Arbeitsauftrag -> Schreiben Sie den Textabschnitt über die Kulturszene im Thurgau vollständig und unverändert ab.

Textabschnitt ->
Humbert Entress: Lange galt das als Schimpfwort - die kulturelle Provinz. Es gab ja mal Bestrebungen, den Thurgau aus einem provinziellen Kulturleben in ein urbanes Kulturleben transformieren zu wollen. Das fand ich damals schon absurd und blöd. Auf der ganzen Welt hat es immer auch in ländlichen Gegenden gute Kultur gegeben, so auch im Thurgau. Warum kann man nicht selbstbewusster sein und sagen: Auch die Provinz lebt und auch in der Provinz gibt es Weltklasse! Ein Beispiel: Ich sass heute morgen im Auto und hörte ein Musikstück und dachte: Wow! Das ist ein unglaublich guter Groove und wer war es: Rätus Flisch mit Dr. Watson. Weltklasse wirklich! Und das ist ein Frauenfelder und der hat auch hier im Eisenwerk schon x-mal gespielt, das gibt es eben wirklich im Thurgau. Ich könnte viele andere so positive Erfahrungen schildern. Zur Kulturszene im Thurgau gehört übrigens auch, dass man sich intensiv austauscht. Es kennen sich alle und du gehst an irgendeine Ausstellung und triffst viele andere Künstler. Das ist in Zürich nicht so. Und da finde ich den Austausch wertvoll. Ich empfinde die Szene auch nicht so als in sich geschlossen, sondern empfinde sie als offen, aber intim und interessiert an dem, was der andere tut.

Aufgeführte Einträge ->
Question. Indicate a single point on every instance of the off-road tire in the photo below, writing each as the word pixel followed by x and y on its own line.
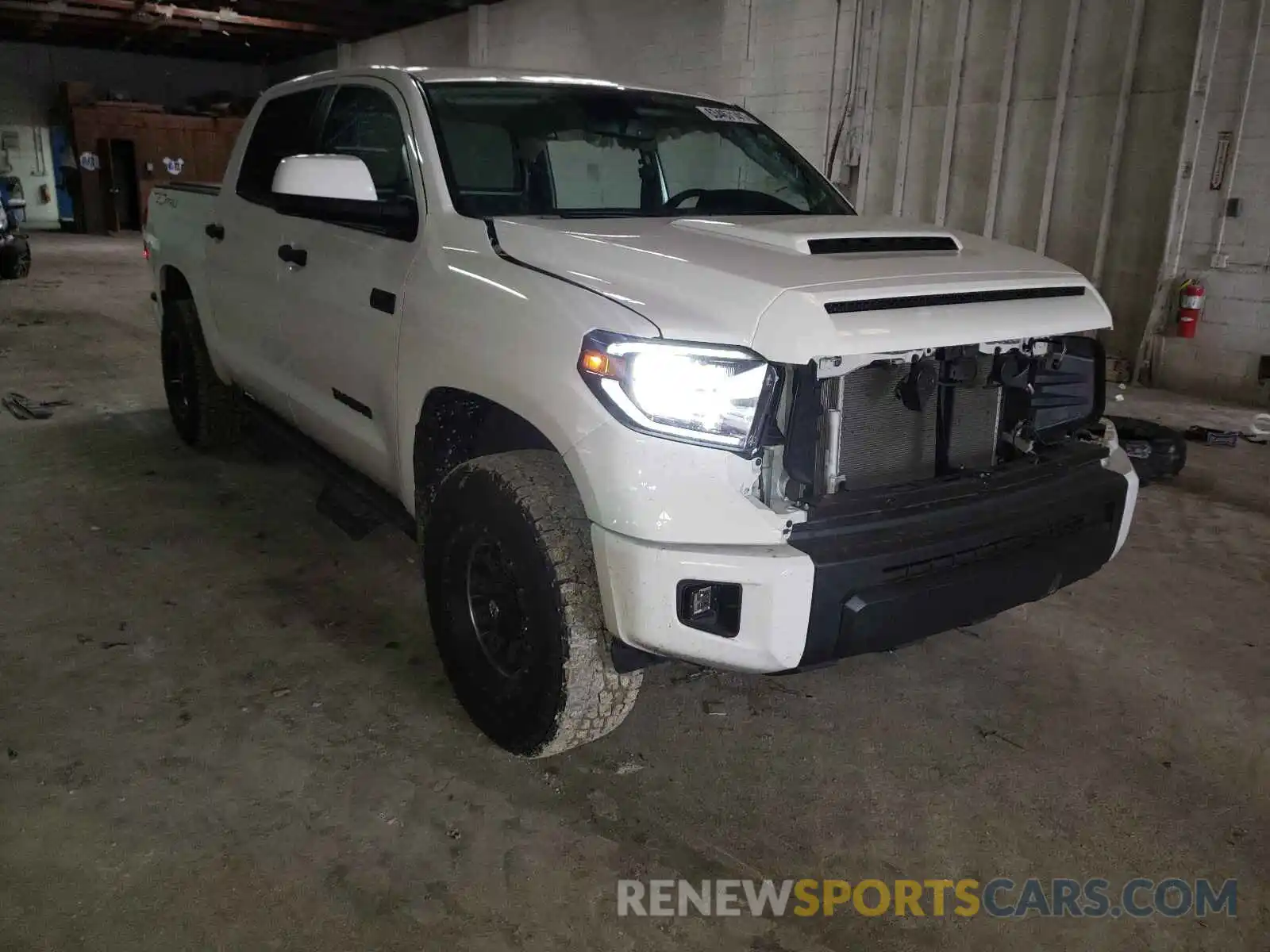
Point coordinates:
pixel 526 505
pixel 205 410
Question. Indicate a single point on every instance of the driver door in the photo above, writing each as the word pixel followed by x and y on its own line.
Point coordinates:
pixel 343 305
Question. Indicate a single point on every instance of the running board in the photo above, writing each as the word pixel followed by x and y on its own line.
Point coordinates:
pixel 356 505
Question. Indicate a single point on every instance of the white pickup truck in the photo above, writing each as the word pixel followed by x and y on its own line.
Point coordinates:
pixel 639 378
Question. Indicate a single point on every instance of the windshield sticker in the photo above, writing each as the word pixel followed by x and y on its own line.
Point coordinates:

Die Antwort ->
Humbert Entress: Lange galt das als Schimpfwort - die kulturelle Provinz. Es gab ja mal Bestrebungen, den Thurgau aus einem provinziellen Kulturleben in ein urbanes Kulturleben transformieren zu wollen. Das fand ich damals schon absurd und blöd. Auf der ganzen Welt hat es immer auch in ländlichen Gegenden gute Kultur gegeben, so auch im Thurgau. Warum kann man nicht selbstbewusster sein und sagen: Auch die Provinz lebt und auch in der Provinz gibt es Weltklasse! Ein Beispiel: Ich sass heute morgen im Auto und hörte ein Musikstück und dachte: Wow! Das ist ein unglaublich guter Groove und wer war es: Rätus Flisch mit Dr. Watson. Weltklasse wirklich! Und das ist ein Frauenfelder und der hat auch hier im Eisenwerk schon x-mal gespielt, das gibt es eben wirklich im Thurgau. Ich könnte viele andere so positive Erfahrungen schildern. Zur Kulturszene im Thurgau gehört übrigens auch, dass man sich intensiv austauscht. Es kennen sich alle und du gehst an irgendeine Ausstellung und triffst viele andere Künstler. Das ist in Zürich nicht so. Und da finde ich den Austausch wertvoll. Ich empfinde die Szene auch nicht so als in sich geschlossen, sondern empfinde sie als offen, aber intim und interessiert an dem, was der andere tut.